> _SELECTED TEXT_
+--
Re: Fast (intelligent) raid1

"Peter T. Breuer" <ptb@it.uc3m.es> · Fri, 24 Jan 2003 10:34:08 +0100 (MET)

"A month of sundays ago Ingo Molnar wrote:"
> your patch looks really interesting.

Thanks - I had a look at changing it to depend on the md.c module last
night on the train home, but I need some architectural information. I
see the personality struct and its methods, but I need to knwo the
semantics that's expected in the methods. There are underlying
assumptions - whatis nb_disk (total? Actual?). Whatshoudl the run
method do. Does it run through a lits of disk components? It looks like
it does. Etc.

I may try for raid4 first.

> > The driver keeps a bitmap of pending writes in memory, and writes them
> > to the mirror component that's just been repaired when it comes back on
> > line.  The bitmap is two-level and created pagewise on demand, so it's
> > not too expensive. [...]
> 
> how do you ensure that the 'repaired' drive indeed only differs in the
> dirty-bitmap portions of the data disk? It's perfectly valid to add a

If the disk has been hotremoved and then hotadded, it is completely
resynced. If, OTOH, it has only been setfaultyéd and then hotadded, it
is repaired according to the bitmap.
+--
> _SET TASK_
Translate this sentence from the post on fast raid1 into Spanish: "If the disk has been hotremoved and then hotadded, it is completely resynced." You won't need the listing for this.

> _STORED DATA_
+--
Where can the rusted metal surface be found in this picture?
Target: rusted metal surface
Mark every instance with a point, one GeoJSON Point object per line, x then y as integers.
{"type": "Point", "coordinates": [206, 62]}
+--
> _EXERCISE RESULT_
Si el disco se ha quitado en caliente y luego se ha vuelto a añadir en caliente, se resincroniza por completo.